- Document passage -
[start]
Primary care trusts are being forced to bend official pay rules to fill board level posts at a time when recruitment problems are predicted to deepen.

Strict pay rules are making PCTs increasingly reliant on “creative recruitment practices” such as one-off allowances and recruitment and retention premiums which boost pay by up to 40 per cent, according to the government’s senior salaries review body.

£89.6k - Median total earnings of staff in Agenda for Change band 9. This is now 1 per cent higher than the median total earnings of executive directors

In some regions, payments for those taking on additional responsibilities breach the permitted limit, which is 10 per cent of salary, the report published by the body last week says.

The report suggests such practices may become even more common following the government’s announcement last week that very senior NHS managers’ pay will be frozen in 2010-11.

It says: “The extensive use of RRP and other supplements suggests to us that the current pay framework is increasingly out of line with salaries required to attract applicants of the appropriate quality.”
[end]
- Supplied data -
[start]
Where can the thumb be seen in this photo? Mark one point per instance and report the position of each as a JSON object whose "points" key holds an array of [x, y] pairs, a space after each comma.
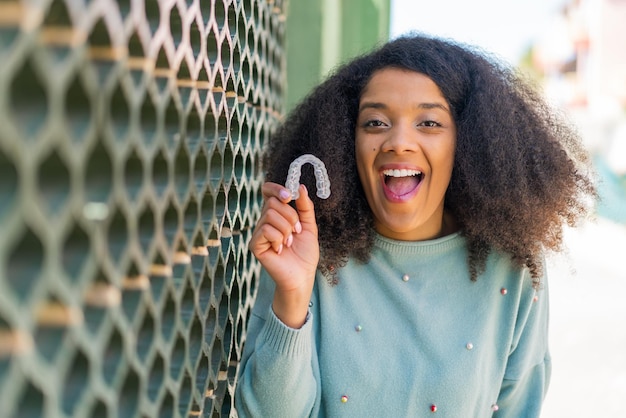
{"points": [[306, 209]]}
[end]
- Set task -
Carry the article on primary care trust board pay forward from its last sentence. The material has no connection to the text.

- Response -
It reports fears by PCTs that there would be “recruitment problems in the future if pay awards continued to be at a low level or if there is a pay freeze”.

Part of the problem is that NHS and foundation trusts are not covered by the very senior managers’ pay framework - foundation trust chief executives earn around £24,000 more a year than their average PCT counterparts.

In addition, those covered by very senior managers’ pay sometimes earn less than the staff who report to them on Agenda for Change contracts. The 2.25 per cent Agenda for Change uplift is likely to create further overlaps.

This is encouraging some organisations to advertise very senior manager jobs on Agenda for Change contracts.

The review body says when the senior pay framework was introduced in 2007 there was “overlap” between it and band 9 - the top band in the Agenda for Change payscale.

The median total earnings of staff in band 9 - £89,600 - are now 1 per cent higher than the median total earnings of executive directors and the overlap is now apparent from the middle of band 8.

Pay data collated by the body shows the pay of PCT finance directors and corporate affairs directors can be up to £40,000 lower than staff on Agenda for Change band 8c, 8d and 9 rates.

To address this, the body recommends a 2.25 per cent pay increase from this April for very senior managers whose total salary is less than £80,000.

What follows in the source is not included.